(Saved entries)
══════════

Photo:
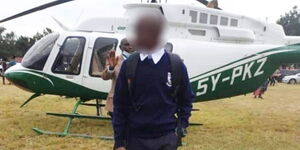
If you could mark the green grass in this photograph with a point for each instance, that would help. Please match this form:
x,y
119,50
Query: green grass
x,y
238,123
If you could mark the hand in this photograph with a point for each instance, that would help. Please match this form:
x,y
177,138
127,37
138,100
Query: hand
x,y
111,59
121,148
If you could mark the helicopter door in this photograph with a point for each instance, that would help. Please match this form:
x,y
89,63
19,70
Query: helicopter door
x,y
68,62
96,59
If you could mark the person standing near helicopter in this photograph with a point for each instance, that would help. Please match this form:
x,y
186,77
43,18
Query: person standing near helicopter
x,y
112,71
152,88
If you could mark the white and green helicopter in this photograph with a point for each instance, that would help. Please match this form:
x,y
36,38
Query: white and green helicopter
x,y
226,54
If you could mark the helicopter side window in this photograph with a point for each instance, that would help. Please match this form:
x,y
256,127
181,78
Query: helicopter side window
x,y
224,21
214,19
38,54
203,18
69,58
234,22
193,15
101,49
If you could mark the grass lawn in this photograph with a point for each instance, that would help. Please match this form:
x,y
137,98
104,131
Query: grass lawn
x,y
238,123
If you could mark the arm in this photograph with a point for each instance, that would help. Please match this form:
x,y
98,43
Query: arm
x,y
108,74
109,71
186,97
121,102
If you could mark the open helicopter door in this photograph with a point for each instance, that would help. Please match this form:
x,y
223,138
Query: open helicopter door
x,y
68,59
99,47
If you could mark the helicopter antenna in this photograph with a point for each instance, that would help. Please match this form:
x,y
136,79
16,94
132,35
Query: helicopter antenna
x,y
61,24
39,8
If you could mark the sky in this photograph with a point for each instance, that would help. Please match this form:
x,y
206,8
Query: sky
x,y
72,13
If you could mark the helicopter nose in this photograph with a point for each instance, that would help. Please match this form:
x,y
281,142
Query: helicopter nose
x,y
13,75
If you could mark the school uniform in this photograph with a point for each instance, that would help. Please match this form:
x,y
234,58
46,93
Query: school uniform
x,y
152,126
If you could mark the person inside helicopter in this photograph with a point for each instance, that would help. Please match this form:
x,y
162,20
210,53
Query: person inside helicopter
x,y
112,70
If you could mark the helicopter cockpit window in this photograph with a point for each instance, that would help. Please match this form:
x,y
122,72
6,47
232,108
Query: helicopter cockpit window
x,y
69,58
38,54
101,49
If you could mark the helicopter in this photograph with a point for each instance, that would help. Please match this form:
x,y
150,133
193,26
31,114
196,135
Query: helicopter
x,y
226,55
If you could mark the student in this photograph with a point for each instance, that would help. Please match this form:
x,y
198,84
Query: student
x,y
145,104
4,68
113,69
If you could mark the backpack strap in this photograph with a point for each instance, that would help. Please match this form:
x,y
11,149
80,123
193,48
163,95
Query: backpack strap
x,y
176,70
131,66
177,76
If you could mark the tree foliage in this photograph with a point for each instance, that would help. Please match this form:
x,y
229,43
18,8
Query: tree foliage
x,y
12,45
291,22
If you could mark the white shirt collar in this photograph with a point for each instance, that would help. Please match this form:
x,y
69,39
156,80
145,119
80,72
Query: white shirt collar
x,y
156,55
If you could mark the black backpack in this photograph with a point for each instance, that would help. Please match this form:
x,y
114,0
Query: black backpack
x,y
176,72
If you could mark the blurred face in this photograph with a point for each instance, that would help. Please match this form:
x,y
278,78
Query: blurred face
x,y
125,46
148,33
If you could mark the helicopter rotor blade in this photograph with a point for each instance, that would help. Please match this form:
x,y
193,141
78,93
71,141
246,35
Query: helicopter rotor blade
x,y
39,8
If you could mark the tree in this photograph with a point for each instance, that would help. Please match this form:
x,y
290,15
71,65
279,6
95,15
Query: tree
x,y
12,45
291,22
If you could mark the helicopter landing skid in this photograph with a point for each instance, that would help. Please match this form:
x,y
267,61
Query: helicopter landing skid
x,y
71,116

══════════

What the task requires: Output the records exactly, please. The pictures are not part of the copy.

Answer space:
Photo:
If you could mark the green grass in this photograph with a point for each instance, that would help. Please match this form:
x,y
119,50
Query: green grass
x,y
238,123
If you could mark the hand in this photograph with a point for each instance, that would help. Please match this form:
x,y
177,138
127,37
138,100
Query: hand
x,y
111,59
121,148
If you could mark the helicopter door in this photograph with a point for each instance, that would help. Please match this form:
x,y
89,63
19,70
Query: helicopter door
x,y
68,62
96,59
If you could mark the person standing near helicopter in this photograph with a point for each instance, that would help. Please match this form:
x,y
186,77
43,18
Query: person standing near helicopter
x,y
112,71
152,88
If you could mark the white and green helicopter in this photograph with a point for each instance, that would help. Please match this form:
x,y
36,38
Query: white and green helicopter
x,y
226,54
If you could mark the helicopter side window in this photograph with a point for each instance, that would help. Please match this form:
x,y
256,127
181,78
Query: helicopter side window
x,y
224,21
214,19
38,54
203,18
69,58
234,22
193,15
101,49
If you could mark the grass lawn in this photograph with a point for each instance, that would help. Please match this form:
x,y
137,98
104,131
Query: grass lawn
x,y
238,123
If you could mark the arm in this photograph with a point for each instance, that would help. Please match this form:
x,y
98,43
Query: arm
x,y
108,74
109,71
186,97
121,102
If you could mark the open helicopter door in this photograph with a point for each instance, that would help. Please match this form:
x,y
223,138
Query: open helicopter door
x,y
68,59
99,47
If you could mark the helicopter antenna in this photograph with a point for each instance, that would help. Please match this form:
x,y
136,79
16,94
132,35
Query: helicopter antenna
x,y
61,24
39,8
If you could mark the sky in this photograph with a point for each instance, that would help. Please match this form:
x,y
206,8
Query: sky
x,y
72,13
If you could mark the helicopter nose in this photograph with a point for each instance, that would help. Please match this form:
x,y
281,142
Query: helicopter nose
x,y
13,75
If you could mark the school uniform in this photograph with a point for each instance, that would help. Please match this form:
x,y
234,58
46,93
Query: school uniform
x,y
152,126
If you could mark the person inside helicopter in this photograph with a point for each instance, that would help. Please match this form:
x,y
162,20
210,53
Query: person inside helicopter
x,y
112,70
If you could mark the helicopter cockpit window in this photograph with a point for each instance, that would help. Please match this form:
x,y
122,72
6,47
232,108
Query: helicopter cockpit window
x,y
69,58
38,54
101,49
If you could mark the helicopter in this photograph with a point for each instance, that would help. Please match this form:
x,y
150,133
193,26
31,114
196,135
Query: helicopter
x,y
226,55
If you could mark the student in this photograph with a point for each instance, that would help. Please match this form:
x,y
198,84
Query: student
x,y
145,104
4,68
113,69
If you could mark the backpack strap in this photograph with a point for each instance, that would help. Please match this form:
x,y
11,149
80,123
193,48
163,95
Query: backpack strap
x,y
176,70
131,66
177,76
If you could mark the tree foliage in this photograph with a point for each instance, that would help. Please match this form:
x,y
229,43
18,8
Query: tree foliage
x,y
12,45
291,22
If you could mark the white shirt collar in this photograph with a point for each instance, that would help. Please match this form:
x,y
69,39
156,80
145,119
80,72
Query: white shirt collar
x,y
156,55
If you could mark the black backpack in this photograph with a point for each instance, that would help. Please match this form:
x,y
114,0
Query: black backpack
x,y
176,72
If you could mark the blurred face in this photograph with a point for each instance, that would help. Please match this form:
x,y
278,78
Query: blurred face
x,y
125,46
148,33
If you could mark the helicopter rotor blade in this photograph with a point for each instance, that would help. Please match this form:
x,y
193,141
78,93
71,141
246,35
Query: helicopter rotor blade
x,y
39,8
If you could mark the tree in this photograph with a point for each instance, that would help. Please match this form:
x,y
290,15
71,65
279,6
95,15
Query: tree
x,y
12,45
291,22
If you could mark the helicopter landing skid in this photograph with a point for each instance, that would help. Please match this form:
x,y
267,61
Query: helicopter landing skid
x,y
71,116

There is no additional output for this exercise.